• [Défi 1]:
Selon l'extrait du document, quel poste Luc Perrier s'attribue-t-il dans le gouvernement de poètes qu'il imagine ?

----- Extrait du document

Dans le numéro 172 du magazine littéraire Nuit blanche, Michel Pleau rendait récemment hommage au poète Luc Perrier. Il y donne à lire des extraits de la correspondance que l’aîné lui adressait. Je trouve amusant que Luc Perrier ait écrit ce qui suit : « Imagine un gouvernement de poètes, avec ses ministres du rêve, de l’inspiration, de la création, de la transcendance, de la métamorphose, de la métaphore, de l’oiseau, de l’insecte, de l’arbre, de la fleur, de la rue, de la montagne, du talus, de l’eau d’érable, de l’eau potable, de l’eau de source, de la pluie, du nuage, de la neige, du soleil, de l’éclair, du paradis à la fin de nos jours, de la tourtière, de la baleine, de l’écriture, de la lecture ! Nous pourrions alors poétiser le monde, donner la parole aux arbres, écrire des poèmes sur les robes, les pantalons, les pancartes. Le monde serait un poème. Passons ! De toute manière ce n’est pas demain la veille, la veille du poème, les veilles au poème. Avec un gouvernement de poètes, ce serait la fin des guerres, la fin des coupes à blanc, à rouge, à noir, le commencement du monde. L’épicier du coin vendrait des poèmes. À l’église, la messe serait un long poème. Les éclusiers lèveraient leur verre au nom de la poésie. Moi, ministre du poème, je te nommerais poète des écluses. »

----------
----- Lignes de données

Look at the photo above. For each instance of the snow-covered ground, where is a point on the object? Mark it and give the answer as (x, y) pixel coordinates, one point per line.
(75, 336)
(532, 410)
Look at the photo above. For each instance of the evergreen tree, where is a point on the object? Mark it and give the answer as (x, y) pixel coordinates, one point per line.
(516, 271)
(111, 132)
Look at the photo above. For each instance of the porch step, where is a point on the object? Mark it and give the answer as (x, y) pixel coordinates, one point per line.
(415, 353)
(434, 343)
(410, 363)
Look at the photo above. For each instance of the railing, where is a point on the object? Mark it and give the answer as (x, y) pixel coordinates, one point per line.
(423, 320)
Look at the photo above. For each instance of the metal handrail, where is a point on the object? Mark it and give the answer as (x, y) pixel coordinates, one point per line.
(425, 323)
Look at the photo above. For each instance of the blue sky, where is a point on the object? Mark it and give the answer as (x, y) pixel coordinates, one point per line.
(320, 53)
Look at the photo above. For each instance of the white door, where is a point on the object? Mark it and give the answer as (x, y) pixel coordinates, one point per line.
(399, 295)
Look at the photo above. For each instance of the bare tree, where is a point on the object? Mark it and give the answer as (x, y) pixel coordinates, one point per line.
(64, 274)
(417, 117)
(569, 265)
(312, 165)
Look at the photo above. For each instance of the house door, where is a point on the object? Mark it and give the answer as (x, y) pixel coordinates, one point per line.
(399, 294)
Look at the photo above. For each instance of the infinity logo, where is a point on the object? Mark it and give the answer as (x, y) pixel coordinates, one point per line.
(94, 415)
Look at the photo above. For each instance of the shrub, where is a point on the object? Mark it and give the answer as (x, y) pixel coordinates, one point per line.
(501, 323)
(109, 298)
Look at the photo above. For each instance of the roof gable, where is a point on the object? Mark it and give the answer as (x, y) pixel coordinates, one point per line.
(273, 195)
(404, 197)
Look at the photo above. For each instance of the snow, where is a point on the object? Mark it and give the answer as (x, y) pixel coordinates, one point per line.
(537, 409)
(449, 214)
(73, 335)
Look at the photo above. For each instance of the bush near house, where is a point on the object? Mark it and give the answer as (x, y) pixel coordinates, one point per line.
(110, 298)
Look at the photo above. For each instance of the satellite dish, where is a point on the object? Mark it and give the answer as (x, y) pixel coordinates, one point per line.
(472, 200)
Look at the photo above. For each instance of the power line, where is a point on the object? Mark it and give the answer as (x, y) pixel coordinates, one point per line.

----------

• [Défi 2]:
Modifiez les lignes de données en remplaçant « point » par « spot », de la ligne qui contient « the snow, where » jusqu'à la dernière de ces lignes, toutes deux comprises. Ne changez rien d'autre et ne reproduisez que ces lignes.

• [Corrigé 1]:
Il se nomme ministre du poème.

• [Corrigé 2]:
Look at the photo above. For each instance of the snow, where is a spot on the object? Mark it and give the answer as (x, y) pixel coordinates, one spot per line.
(537, 409)
(449, 214)
(73, 335)
Look at the photo above. For each instance of the bush near house, where is a spot on the object? Mark it and give the answer as (x, y) pixel coordinates, one spot per line.
(110, 298)
Look at the photo above. For each instance of the satellite dish, where is a spot on the object? Mark it and give the answer as (x, y) pixel coordinates, one spot per line.
(472, 200)
Look at the photo above. For each instance of the power line, where is a spot on the object? Mark it and give the answer as (x, y) pixel coordinates, one spot per line.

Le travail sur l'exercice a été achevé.